▶ _Provided text_
━━━━━━━━━━━━━━━━━━━━

Black Americans remain second-class citizens in access to housing finance

Black Americans have faced an obstacle course on the path to financial security throughout our nation’s history. Private actors have set up intricate roadblocks, while government officials have sat by and even lent a hand to the injustice.  

Today it’s still happening, observes Jim Carr, the Coleman A. Young Endowed Chair and Professor in Urban Affairs at Wayne State University. The roadblocks are simply harder to see. This hidden injustice has to come out of the closet, he says, so that black people can finally enjoy equal access to the nation’s housing finance system.

Sorry, you (still) can’t live here

If you were black in the 1950s, you might be barred from living in a certain neighborhood because of your skin color, even if you had the money. That meant no access to good schools for your kids, limited upward economic mobility, and, in many instances, no safety and security for your family.

Through decades of blatant and overt actions, housing discrimination has trapped millions in a socioeconomic purgatory with little way out.  In an earlier era, the federal housing agencies prohibited lending in black communities, deeming them to be high risk based only on the race of the residents. They even blocked lending to neighborhoods that became integrated.

━━━━━━━━━━━━━━━━━━━━

▶ _Information provided_
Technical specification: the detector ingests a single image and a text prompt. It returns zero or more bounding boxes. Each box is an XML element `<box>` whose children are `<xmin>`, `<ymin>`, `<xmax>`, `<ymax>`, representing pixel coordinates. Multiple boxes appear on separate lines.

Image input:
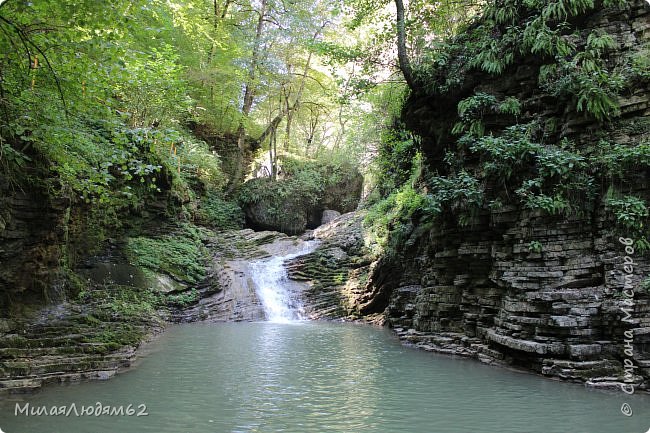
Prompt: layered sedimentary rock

━━━━━━━━━━━━━━━━━━━━

▶ _Given instruction_
In the housing finance text above, please translate this sentence into Spanish: "They even blocked lending to neighborhoods that became integrated."

▶ _Result for this exercise_
Incluso bloquearon los préstamos a los barrios que se integraron.